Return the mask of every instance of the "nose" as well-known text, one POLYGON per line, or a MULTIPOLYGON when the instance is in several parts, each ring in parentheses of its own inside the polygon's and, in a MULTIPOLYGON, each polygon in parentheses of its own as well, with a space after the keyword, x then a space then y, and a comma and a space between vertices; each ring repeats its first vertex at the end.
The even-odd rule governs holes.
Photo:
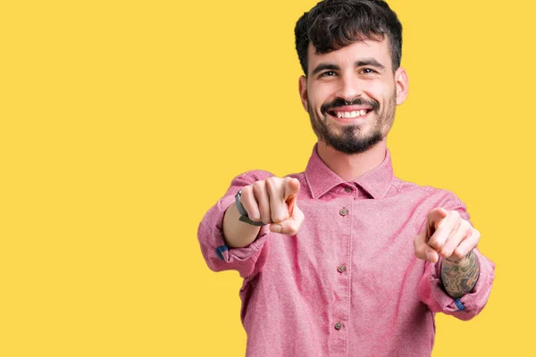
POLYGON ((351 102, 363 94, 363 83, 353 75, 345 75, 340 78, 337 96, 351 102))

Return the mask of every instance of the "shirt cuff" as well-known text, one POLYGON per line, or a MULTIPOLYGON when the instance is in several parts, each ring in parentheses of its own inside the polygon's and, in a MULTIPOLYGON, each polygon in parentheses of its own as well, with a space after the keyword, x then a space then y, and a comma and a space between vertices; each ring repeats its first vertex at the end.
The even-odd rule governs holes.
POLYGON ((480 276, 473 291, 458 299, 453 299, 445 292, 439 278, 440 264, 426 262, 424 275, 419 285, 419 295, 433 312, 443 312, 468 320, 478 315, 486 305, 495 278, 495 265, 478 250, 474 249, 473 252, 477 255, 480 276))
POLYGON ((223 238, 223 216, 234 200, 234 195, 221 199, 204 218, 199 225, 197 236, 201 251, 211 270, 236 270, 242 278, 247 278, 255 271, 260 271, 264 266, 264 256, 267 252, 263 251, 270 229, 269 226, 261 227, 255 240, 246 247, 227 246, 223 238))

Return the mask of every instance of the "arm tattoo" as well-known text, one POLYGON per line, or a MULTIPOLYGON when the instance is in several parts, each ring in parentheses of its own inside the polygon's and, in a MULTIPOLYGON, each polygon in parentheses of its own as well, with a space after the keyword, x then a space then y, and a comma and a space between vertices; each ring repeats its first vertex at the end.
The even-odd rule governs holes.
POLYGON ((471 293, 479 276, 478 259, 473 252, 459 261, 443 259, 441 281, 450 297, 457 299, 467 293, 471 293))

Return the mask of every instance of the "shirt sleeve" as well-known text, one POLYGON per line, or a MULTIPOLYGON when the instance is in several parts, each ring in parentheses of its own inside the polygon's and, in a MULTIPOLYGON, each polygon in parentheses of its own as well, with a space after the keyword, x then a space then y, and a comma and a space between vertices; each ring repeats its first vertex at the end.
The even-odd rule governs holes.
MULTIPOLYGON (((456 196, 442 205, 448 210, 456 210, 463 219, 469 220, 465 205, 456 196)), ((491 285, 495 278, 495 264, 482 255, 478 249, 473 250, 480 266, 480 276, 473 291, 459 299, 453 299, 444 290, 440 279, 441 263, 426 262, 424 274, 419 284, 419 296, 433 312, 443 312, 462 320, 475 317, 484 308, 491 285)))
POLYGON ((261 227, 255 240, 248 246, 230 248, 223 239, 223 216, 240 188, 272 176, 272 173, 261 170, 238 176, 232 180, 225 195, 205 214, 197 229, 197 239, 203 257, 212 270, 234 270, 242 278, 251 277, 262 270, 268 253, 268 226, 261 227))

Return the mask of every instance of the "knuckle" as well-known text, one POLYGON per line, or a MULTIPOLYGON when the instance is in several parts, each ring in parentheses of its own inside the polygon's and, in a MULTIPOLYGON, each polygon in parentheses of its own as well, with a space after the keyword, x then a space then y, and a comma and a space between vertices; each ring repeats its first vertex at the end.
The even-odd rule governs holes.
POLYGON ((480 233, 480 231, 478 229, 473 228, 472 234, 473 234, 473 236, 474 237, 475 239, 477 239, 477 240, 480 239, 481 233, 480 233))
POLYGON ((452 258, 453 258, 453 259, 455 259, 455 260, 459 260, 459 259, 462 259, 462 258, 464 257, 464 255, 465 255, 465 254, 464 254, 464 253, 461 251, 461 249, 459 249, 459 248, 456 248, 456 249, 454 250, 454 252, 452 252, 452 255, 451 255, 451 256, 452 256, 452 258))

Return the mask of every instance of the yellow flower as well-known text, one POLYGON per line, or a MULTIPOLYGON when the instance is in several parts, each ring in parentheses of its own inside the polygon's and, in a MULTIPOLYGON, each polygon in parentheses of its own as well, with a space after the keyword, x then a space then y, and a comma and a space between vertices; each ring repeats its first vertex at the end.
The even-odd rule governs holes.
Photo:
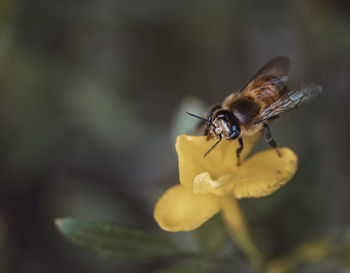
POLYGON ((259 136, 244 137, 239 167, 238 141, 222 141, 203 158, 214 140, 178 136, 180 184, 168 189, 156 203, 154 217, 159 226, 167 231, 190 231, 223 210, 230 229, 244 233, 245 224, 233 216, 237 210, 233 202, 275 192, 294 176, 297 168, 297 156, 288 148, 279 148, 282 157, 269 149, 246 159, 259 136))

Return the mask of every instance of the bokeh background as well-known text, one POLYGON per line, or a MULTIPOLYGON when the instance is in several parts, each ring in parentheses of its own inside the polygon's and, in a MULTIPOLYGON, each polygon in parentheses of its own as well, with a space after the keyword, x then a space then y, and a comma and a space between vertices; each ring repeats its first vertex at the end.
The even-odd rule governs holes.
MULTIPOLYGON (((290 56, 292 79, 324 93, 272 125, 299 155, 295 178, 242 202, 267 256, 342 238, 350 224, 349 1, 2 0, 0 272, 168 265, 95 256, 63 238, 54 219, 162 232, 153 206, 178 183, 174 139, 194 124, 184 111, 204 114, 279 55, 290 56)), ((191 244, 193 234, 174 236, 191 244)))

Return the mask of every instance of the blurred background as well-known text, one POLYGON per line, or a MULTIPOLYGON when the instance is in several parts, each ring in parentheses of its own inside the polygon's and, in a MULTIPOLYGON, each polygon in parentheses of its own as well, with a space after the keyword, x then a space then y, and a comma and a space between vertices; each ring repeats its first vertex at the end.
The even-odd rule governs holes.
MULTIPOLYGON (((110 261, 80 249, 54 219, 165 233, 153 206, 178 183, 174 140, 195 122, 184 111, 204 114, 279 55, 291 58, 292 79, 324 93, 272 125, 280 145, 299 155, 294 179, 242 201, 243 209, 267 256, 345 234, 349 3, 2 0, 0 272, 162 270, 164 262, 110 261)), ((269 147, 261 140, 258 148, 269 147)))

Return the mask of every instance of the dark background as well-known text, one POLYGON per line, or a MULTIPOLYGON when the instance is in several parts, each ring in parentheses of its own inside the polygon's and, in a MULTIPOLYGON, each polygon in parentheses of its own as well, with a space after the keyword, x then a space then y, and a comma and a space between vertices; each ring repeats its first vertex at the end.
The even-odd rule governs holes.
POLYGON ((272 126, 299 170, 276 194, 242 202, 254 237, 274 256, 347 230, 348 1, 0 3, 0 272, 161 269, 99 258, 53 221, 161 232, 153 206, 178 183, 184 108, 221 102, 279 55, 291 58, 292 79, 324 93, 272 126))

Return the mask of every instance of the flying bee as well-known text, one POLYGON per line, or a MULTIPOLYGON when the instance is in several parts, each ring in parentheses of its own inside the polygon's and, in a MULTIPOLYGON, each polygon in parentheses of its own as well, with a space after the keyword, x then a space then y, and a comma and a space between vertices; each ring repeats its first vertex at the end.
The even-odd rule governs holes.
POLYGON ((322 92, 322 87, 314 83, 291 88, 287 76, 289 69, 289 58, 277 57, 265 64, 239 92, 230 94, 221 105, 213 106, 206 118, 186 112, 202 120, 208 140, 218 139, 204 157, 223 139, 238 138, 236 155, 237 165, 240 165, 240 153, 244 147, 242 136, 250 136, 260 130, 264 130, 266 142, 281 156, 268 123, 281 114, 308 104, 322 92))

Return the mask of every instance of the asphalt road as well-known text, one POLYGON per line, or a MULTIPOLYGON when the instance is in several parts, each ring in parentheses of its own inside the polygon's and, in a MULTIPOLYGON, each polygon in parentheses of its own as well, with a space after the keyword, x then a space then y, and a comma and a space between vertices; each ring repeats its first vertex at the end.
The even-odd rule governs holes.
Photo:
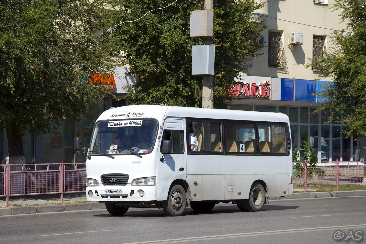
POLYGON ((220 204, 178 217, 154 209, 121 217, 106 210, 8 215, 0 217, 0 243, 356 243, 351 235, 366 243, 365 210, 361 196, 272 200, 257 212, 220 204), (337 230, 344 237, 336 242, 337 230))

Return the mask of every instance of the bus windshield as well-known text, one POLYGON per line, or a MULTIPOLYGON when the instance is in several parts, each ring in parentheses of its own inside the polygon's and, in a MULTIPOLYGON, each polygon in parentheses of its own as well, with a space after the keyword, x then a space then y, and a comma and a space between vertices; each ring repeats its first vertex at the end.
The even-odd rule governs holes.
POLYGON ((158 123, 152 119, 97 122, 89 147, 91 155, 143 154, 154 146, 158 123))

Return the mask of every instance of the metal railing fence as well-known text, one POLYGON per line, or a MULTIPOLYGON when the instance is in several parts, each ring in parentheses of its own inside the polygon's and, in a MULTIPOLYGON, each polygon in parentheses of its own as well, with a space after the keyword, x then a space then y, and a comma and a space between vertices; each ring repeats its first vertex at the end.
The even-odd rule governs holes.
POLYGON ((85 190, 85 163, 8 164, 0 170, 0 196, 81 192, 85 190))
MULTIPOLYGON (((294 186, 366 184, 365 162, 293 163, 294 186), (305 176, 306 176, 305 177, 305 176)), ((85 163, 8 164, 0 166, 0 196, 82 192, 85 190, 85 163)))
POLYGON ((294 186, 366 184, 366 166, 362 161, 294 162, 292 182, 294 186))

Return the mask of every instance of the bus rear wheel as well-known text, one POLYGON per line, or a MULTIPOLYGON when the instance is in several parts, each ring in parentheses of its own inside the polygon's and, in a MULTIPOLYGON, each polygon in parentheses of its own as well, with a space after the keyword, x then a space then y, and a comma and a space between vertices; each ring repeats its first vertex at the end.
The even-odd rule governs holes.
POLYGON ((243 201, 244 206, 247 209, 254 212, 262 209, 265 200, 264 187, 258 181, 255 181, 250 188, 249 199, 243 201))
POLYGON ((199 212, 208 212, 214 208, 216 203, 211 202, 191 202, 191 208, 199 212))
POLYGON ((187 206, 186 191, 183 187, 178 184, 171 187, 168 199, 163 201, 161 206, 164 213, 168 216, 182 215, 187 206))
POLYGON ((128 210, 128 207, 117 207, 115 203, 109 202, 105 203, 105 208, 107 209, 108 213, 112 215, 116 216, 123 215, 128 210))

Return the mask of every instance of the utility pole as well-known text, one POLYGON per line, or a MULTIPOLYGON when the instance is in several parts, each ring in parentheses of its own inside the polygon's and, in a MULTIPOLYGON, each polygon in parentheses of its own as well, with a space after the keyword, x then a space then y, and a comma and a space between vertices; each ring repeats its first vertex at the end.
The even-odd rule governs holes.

---

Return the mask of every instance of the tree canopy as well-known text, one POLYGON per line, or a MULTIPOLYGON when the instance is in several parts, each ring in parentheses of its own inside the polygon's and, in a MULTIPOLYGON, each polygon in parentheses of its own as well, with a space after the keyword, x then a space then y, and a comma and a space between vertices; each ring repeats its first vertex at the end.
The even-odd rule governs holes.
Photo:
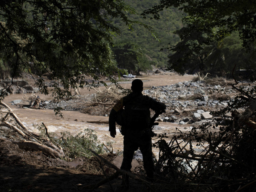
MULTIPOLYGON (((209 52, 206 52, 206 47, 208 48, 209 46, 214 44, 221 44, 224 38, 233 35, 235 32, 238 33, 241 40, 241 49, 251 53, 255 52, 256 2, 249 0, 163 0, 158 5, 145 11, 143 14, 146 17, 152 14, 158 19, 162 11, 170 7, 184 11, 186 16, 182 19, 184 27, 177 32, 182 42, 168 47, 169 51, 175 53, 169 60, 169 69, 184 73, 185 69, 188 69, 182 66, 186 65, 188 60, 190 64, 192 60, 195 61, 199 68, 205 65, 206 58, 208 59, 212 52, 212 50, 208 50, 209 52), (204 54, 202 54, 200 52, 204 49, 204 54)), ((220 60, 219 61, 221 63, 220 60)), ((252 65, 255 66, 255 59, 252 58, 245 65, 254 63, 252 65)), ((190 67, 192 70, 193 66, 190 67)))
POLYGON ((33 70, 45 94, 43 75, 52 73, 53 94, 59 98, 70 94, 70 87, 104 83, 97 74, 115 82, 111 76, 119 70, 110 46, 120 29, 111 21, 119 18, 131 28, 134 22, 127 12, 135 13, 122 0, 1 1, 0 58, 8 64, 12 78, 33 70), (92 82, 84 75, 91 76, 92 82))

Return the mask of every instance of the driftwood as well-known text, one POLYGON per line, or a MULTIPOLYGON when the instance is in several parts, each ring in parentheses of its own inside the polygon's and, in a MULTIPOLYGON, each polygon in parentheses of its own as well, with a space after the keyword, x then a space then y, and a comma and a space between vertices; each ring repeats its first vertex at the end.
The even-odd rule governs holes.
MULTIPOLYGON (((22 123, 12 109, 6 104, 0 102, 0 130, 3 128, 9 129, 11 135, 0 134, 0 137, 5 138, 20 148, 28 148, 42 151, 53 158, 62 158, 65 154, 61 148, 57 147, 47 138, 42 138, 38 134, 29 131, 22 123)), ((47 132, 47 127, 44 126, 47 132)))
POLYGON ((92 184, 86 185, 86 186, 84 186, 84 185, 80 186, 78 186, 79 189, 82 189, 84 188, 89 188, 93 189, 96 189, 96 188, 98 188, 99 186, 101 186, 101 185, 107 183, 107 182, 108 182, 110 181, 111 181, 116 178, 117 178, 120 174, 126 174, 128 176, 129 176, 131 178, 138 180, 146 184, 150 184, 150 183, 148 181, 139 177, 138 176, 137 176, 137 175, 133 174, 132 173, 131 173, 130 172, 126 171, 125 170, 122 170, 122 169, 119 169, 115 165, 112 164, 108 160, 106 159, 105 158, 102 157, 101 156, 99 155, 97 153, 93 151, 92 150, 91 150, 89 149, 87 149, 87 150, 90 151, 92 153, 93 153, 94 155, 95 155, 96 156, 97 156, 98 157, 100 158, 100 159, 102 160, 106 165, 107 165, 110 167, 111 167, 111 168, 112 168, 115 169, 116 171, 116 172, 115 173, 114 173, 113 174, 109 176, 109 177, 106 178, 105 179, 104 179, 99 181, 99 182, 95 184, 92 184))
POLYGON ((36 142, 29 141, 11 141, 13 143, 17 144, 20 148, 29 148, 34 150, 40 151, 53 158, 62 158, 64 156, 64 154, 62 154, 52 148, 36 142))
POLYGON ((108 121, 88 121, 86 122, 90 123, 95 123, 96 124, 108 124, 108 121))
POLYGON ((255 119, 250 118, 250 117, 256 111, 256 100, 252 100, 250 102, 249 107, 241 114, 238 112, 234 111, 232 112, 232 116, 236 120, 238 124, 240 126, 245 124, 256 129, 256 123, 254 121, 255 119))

■ Stated problem
Copy the lines word for word, from the line with "Return the mask of every instance of the yellow" to the line with "MULTIPOLYGON (((290 56, 292", including both of those lines. Omit the pictures.

■ Task answer
Return the mask of every instance of the yellow flower as well-known text, one POLYGON per line, or a MULTIPOLYGON when the instance is in several parts, each ring in parentheses of its own inside the polygon's and, in a MULTIPOLYGON, each polygon in parentheses of its own as well, with a space after the keyword, x then a space then y, and a comma and a space between vertices; each ring repeats its first vertex at the end.
The even-odd rule governs holes.
Photo:
POLYGON ((259 136, 244 137, 239 167, 238 141, 222 141, 203 158, 214 140, 178 136, 180 184, 168 189, 156 203, 154 217, 159 226, 167 231, 190 231, 223 210, 230 229, 244 233, 245 224, 233 216, 237 210, 233 202, 275 192, 294 176, 297 168, 297 156, 288 148, 279 148, 282 157, 269 149, 246 159, 259 136))

Return the mask of every instance of the bokeh background as well-known text, one POLYGON per line, or a MULTIPOLYGON when the instance is in several parts, each ring in parentheses of its own inside the polygon's and, in a MULTIPOLYGON, each polygon in parentheses of its own as well, with a space after the keyword, x then a space then y, and a comma and a space between vertices; each ring repeats its first vertex at the end.
The even-odd rule governs holes.
MULTIPOLYGON (((290 56, 292 79, 324 93, 272 125, 299 155, 295 178, 242 202, 267 256, 342 238, 350 224, 349 1, 2 0, 0 272, 168 265, 95 256, 63 238, 54 219, 162 232, 153 206, 178 183, 174 139, 194 124, 184 111, 204 114, 279 55, 290 56)), ((191 244, 193 234, 174 236, 191 244)))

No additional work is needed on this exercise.